── QUOTED PASSAGE ──

The Tokyo Summer Olympics, after over a year of delay, opened Friday night in a stadium full of empty chairs.
In an opening ceremony designed more for television than for an audience, masked athletes paraded and waved to the nearly empty seats. Plans had included social distancing in the parade, but the athletes bunched and gathered anyway. Even those from the Czech Republic, who had reported several positive tests for COVID-19 since their arrival in Tokyo.
Alone, Japanese tennis star Naomi Osaka ran up a symbolic Mount Fiji bearing the Olympic flame, and thrust it into the cauldron. There was no roar of the crowd – instead, cameras could pick up the sound of protesters outside the stadium over the triumphal music.
“Today is a moment of hope. Yes, it is very different from what all of us had imagined,” IOC President Thomas Bach said in his speech to those who were assembled. “But let us cherish this moment because finally we are all here together. … This feeling of togetherness — this is the light at the end of the dark tunnel of the pandemic. You had to face great challenges on your Olympic journey. Today you are making your Olympic dream come true.”

───

(PROMPT)
According to the report on the Tokyo Olympics opening ceremony, who carried the Olympic flame up to the cauldron?

── AVAILABLE DATA ──

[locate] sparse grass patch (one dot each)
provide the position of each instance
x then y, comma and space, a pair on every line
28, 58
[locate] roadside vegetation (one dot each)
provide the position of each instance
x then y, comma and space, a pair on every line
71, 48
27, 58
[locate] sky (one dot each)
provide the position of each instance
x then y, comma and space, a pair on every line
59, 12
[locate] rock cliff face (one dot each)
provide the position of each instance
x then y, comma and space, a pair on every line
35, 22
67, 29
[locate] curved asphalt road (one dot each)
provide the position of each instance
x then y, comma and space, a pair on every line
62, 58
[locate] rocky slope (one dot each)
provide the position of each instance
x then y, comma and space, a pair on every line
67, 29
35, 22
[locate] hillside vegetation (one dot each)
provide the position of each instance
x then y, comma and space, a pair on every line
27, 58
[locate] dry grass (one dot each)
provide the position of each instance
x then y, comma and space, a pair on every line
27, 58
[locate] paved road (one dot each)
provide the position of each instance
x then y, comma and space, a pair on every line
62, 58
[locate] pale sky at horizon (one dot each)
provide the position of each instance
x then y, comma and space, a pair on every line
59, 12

───
── AVAILABLE DATA ──

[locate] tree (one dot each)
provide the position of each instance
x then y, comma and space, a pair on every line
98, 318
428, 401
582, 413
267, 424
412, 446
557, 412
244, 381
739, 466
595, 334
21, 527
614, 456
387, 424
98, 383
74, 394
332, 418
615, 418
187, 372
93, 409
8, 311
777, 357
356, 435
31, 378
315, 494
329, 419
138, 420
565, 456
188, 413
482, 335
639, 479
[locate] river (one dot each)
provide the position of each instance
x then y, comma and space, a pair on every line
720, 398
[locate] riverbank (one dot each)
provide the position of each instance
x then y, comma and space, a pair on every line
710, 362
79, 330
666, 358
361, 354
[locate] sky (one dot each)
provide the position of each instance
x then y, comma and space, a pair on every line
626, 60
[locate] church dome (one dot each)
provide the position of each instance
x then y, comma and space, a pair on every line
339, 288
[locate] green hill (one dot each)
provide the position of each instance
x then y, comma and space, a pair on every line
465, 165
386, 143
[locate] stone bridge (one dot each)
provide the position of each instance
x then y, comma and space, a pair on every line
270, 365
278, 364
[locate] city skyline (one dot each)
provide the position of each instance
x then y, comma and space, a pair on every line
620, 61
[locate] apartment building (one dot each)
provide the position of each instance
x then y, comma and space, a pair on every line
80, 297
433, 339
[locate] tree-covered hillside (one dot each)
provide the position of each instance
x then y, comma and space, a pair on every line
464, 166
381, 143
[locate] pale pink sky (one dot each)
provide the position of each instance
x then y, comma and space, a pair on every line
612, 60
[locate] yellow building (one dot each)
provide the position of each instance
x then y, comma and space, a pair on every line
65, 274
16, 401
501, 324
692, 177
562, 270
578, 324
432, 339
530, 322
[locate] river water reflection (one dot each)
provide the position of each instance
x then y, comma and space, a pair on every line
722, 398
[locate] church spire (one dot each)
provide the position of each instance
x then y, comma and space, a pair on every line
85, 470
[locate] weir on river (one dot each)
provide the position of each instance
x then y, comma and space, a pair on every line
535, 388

───

(RESPONSE TO THE EXERCISE)
Japanese tennis star Naomi Osaka.